Problem – Exclude the pictures and retype the entries as written.

Natural-language object grounding data –

☆ ☆ ☆ ☆ ☆

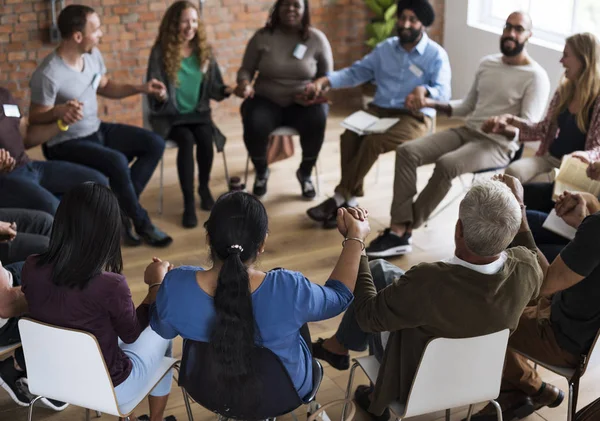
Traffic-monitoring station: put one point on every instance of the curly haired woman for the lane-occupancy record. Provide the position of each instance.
(181, 58)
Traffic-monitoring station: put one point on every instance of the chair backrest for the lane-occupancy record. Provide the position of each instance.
(278, 394)
(457, 372)
(593, 356)
(67, 365)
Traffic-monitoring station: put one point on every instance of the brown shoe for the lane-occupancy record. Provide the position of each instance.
(323, 211)
(514, 405)
(548, 395)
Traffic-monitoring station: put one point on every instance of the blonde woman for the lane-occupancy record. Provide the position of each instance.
(181, 58)
(572, 122)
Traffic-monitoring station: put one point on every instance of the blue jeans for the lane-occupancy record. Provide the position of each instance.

☆ ☆ ☆ ☆ ☆

Answer to this problem –
Traffic-monitoring station: put one point on every instance of the curly haired woman for the lane-occupancy record. Provide the position of each instance.
(181, 58)
Traffic-monitoring station: put one point on every instance of the chair backrest for the lane-occupancy record. Provide the position of each instance.
(278, 394)
(457, 372)
(593, 356)
(67, 365)
Traffic-monitoring station: put one point on every instance of the brown shoe for the lane-occupancy record. Provide the position of each instance.
(323, 211)
(514, 405)
(548, 395)
Traffic-monitoring station: put one point on every instance of the blonde woman for the lane-occupancy record. Provide the position of each instance.
(181, 58)
(572, 122)
Traffic-monitoring station: put one point on every instance of the blue jeans for the lane-occupancy record. Provide the position of each instance.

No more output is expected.